### TASK 1
Please answer these questions about the passage on concepts and contexts below, one answer a line:
(a) How many dimensions does it say hang together?
(b) How does it say contexts should be conceived?
(c) How many approaches does the article set out to present?

### QUOTED PASSAGE
========================================

While questions of theorising direct attention to the last of these dimensions, all four hang together and a comprehensive analysis would explore their connections. What is more, it makes sense to conceive of contexts as dynamic rather than static and, given their interrelated nature, the same goes for concepts. Consequently, exploring a concept’s clustered nature within context poses a formidable analytical challenge. It is not the ambition of this article to provide such an analysis, but to present three approaches that emphasise different dimensions and trace the formation and performance of basic concepts in different ways.

========================================

### LISTING
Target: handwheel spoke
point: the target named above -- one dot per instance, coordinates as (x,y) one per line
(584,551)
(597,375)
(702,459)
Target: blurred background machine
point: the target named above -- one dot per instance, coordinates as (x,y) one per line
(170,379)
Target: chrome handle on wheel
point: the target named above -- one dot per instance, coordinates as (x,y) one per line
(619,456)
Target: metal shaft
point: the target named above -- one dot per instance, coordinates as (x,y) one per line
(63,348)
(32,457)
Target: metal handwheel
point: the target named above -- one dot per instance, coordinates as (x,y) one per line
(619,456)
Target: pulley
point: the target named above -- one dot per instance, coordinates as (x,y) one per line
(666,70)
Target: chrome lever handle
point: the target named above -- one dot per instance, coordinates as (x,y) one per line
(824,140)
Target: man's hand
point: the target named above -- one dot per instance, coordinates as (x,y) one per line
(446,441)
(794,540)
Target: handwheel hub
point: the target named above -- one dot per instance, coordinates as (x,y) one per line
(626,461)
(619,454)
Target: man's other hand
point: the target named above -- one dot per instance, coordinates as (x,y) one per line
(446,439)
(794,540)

========================================

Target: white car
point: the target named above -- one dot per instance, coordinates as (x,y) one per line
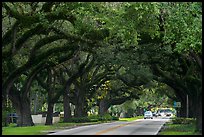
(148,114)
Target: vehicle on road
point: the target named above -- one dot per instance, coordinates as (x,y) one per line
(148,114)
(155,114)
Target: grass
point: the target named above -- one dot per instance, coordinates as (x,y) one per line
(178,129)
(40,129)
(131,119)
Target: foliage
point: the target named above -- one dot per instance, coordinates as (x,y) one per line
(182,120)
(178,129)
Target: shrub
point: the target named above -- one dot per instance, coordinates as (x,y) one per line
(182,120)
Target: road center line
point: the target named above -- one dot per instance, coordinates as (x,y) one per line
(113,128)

========================================

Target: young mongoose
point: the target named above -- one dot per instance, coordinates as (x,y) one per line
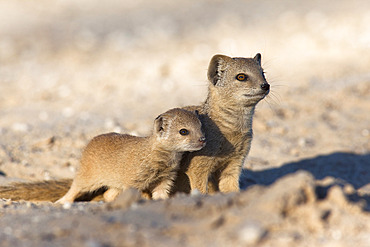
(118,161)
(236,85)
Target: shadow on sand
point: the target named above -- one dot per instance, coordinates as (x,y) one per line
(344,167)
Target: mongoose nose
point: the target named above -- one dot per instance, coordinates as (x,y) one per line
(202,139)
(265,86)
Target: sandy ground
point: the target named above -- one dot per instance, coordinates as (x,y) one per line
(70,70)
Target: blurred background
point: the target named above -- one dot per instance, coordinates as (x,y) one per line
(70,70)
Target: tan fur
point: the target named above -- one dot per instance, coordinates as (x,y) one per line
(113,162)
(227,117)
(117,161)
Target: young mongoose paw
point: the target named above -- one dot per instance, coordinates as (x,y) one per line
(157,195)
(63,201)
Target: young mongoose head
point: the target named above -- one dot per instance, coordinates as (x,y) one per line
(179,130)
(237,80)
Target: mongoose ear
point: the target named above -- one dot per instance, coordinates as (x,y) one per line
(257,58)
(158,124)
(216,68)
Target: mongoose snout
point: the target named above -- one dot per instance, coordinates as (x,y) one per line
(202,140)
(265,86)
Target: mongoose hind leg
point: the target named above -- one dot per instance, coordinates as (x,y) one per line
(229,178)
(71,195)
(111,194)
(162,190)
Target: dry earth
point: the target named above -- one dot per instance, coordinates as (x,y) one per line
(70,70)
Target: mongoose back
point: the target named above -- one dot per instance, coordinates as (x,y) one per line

========================================

### TASK 2
Count the lines in the entries above that contain the word "blurred". Reply with the number only.

### FULL OUTPUT 1
(a) Four
(b) As dynamic rather than static
(c) Three

### FULL OUTPUT 2
2